**YOUR OBJECTIVE:**
Return every line of the entries below that contains the string "candied", with case counting.
>> Start
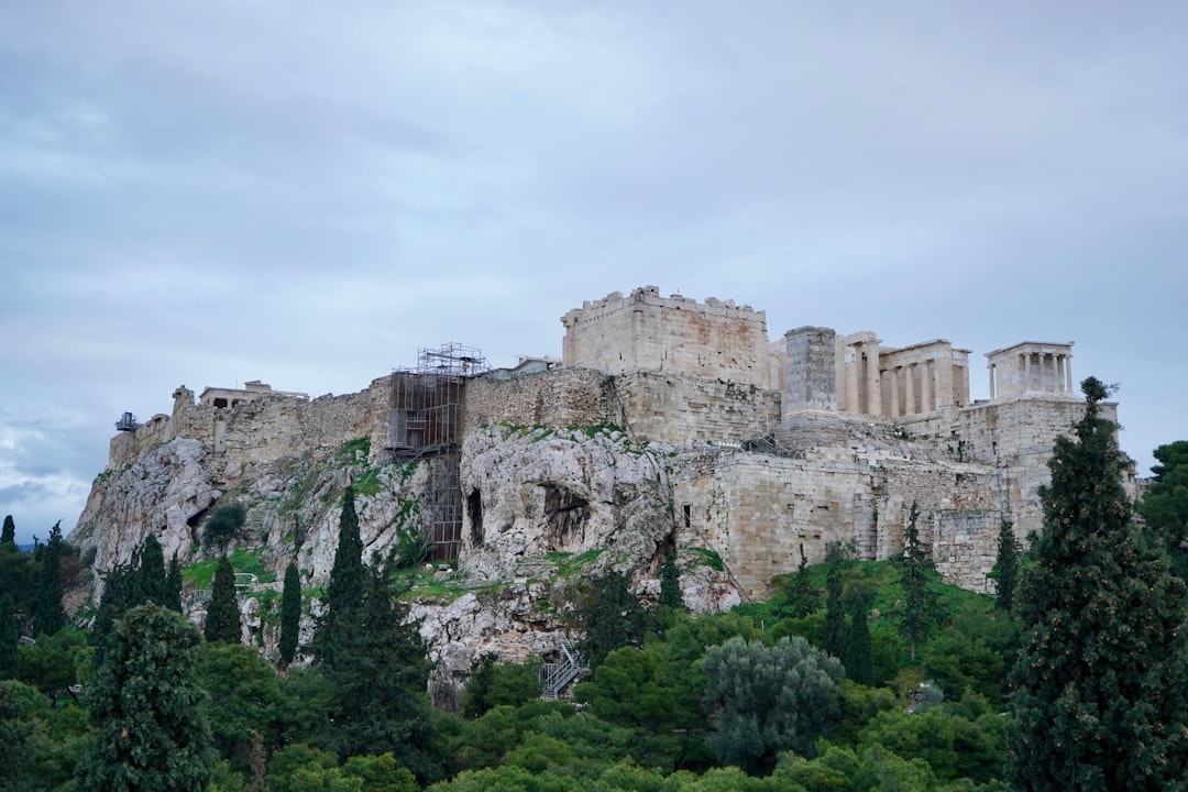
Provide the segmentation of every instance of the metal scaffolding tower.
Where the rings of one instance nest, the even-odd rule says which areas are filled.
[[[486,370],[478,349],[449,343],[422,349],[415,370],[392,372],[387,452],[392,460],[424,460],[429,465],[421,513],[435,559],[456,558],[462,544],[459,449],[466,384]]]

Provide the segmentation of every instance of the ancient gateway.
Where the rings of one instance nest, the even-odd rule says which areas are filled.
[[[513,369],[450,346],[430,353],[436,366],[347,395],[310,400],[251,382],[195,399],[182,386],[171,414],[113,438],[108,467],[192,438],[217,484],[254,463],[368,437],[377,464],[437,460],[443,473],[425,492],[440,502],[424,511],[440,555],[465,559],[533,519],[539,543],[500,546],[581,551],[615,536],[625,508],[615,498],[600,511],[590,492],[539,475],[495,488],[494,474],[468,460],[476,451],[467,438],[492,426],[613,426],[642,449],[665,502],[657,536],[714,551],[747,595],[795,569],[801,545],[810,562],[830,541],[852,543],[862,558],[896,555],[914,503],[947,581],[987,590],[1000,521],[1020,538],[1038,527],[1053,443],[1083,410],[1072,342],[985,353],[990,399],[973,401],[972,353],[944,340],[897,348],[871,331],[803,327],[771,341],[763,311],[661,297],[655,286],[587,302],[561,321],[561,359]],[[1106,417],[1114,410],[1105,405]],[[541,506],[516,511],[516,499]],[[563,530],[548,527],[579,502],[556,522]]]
>> End
>> Start
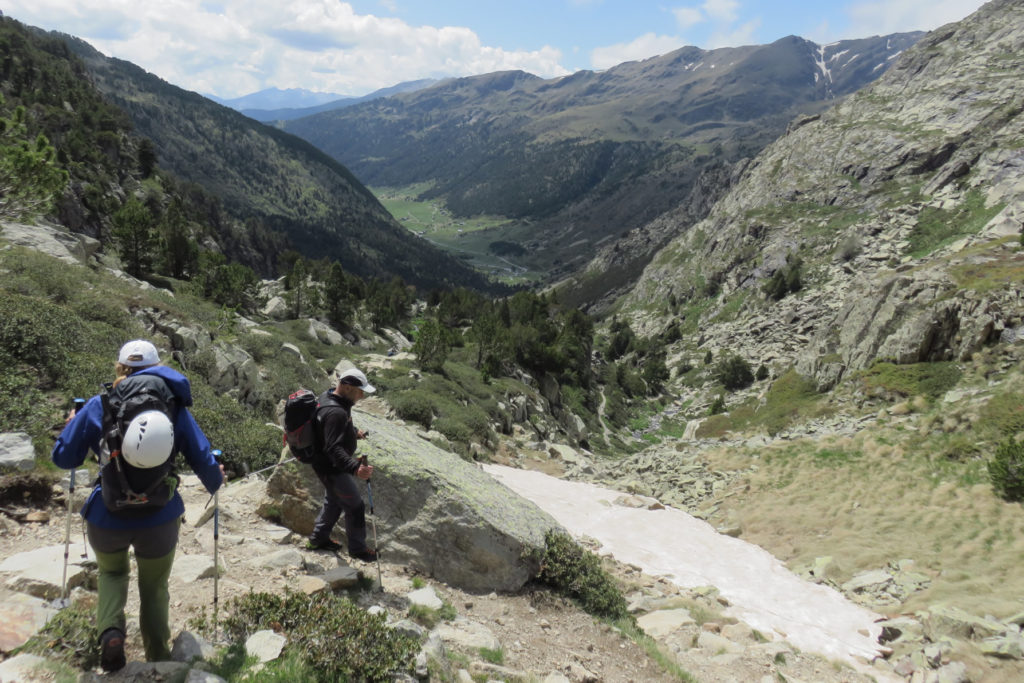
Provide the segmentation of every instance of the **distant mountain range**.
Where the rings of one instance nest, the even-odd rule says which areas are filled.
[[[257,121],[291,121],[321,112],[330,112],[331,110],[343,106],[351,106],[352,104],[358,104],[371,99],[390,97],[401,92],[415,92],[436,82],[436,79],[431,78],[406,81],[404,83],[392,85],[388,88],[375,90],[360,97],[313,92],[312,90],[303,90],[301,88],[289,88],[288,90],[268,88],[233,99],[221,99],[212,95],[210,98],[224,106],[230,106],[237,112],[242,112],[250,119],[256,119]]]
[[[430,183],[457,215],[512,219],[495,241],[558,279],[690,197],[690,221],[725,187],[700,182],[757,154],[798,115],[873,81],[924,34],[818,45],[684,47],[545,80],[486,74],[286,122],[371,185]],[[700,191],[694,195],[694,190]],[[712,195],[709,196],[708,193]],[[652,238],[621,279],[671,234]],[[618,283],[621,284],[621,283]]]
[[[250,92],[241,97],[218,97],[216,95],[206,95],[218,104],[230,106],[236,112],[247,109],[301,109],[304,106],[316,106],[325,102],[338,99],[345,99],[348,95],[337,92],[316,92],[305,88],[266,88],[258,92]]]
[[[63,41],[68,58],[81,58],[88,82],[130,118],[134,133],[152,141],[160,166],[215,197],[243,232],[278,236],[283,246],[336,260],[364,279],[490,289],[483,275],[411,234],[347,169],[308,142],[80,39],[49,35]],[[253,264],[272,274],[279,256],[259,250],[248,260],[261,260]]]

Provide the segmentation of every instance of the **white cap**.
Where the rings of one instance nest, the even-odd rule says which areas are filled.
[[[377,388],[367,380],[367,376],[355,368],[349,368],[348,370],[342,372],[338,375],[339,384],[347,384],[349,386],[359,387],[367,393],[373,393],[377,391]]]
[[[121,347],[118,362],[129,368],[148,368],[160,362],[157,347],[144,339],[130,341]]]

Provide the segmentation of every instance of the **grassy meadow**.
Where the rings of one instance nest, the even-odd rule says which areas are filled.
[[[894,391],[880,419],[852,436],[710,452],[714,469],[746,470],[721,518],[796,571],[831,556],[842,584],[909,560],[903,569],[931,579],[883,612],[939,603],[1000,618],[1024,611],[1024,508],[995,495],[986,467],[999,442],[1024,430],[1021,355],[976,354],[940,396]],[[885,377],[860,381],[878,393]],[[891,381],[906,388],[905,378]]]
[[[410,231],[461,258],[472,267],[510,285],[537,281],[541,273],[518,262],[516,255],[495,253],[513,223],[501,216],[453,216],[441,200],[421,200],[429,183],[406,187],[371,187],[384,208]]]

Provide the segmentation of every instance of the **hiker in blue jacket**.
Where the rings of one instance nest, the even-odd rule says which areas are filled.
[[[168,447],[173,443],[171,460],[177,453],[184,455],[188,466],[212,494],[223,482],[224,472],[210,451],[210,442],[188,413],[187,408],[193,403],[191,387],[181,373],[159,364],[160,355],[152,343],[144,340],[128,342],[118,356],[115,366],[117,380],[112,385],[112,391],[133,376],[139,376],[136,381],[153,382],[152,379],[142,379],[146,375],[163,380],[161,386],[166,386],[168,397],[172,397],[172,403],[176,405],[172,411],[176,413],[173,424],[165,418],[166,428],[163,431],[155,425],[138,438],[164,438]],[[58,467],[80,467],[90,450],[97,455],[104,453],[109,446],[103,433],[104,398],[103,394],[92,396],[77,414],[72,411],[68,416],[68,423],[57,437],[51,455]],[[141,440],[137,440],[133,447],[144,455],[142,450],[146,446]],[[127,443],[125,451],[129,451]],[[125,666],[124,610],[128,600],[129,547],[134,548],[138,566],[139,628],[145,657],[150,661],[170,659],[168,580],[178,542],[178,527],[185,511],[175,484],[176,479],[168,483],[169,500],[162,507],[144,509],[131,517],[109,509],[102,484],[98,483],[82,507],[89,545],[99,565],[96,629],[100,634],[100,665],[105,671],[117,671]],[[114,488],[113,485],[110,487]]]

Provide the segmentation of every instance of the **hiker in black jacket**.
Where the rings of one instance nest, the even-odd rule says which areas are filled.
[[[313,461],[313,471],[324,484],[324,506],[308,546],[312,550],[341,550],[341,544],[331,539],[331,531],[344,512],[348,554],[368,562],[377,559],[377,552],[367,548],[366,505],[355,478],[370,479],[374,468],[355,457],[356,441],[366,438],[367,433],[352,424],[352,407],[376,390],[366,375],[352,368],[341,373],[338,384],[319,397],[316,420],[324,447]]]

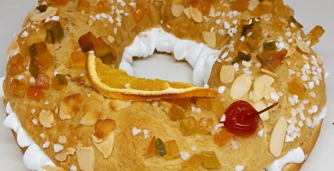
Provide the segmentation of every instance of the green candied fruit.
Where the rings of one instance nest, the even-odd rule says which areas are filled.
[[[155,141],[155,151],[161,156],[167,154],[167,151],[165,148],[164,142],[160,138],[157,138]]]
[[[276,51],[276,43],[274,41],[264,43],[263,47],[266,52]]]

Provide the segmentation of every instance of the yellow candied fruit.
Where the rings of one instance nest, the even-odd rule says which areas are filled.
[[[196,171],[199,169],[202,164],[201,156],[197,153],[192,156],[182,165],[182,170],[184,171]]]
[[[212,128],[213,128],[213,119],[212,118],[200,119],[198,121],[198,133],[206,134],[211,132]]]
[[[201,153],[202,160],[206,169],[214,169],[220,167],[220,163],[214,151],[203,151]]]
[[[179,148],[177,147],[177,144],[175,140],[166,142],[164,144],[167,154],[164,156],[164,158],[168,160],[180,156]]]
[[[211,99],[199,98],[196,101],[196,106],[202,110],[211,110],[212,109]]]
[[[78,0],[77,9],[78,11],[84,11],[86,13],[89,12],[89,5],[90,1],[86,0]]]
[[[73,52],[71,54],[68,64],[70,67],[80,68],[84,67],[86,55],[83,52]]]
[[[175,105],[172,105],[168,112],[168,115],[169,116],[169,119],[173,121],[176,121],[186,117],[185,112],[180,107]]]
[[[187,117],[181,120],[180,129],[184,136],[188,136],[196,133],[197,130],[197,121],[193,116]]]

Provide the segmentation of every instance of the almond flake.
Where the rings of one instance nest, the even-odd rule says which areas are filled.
>> End
**TASK OUTPUT:**
Provide the segmentation of every instance of the green candied fruit.
Provide the segmentation of every instance of the yellow candied fruit.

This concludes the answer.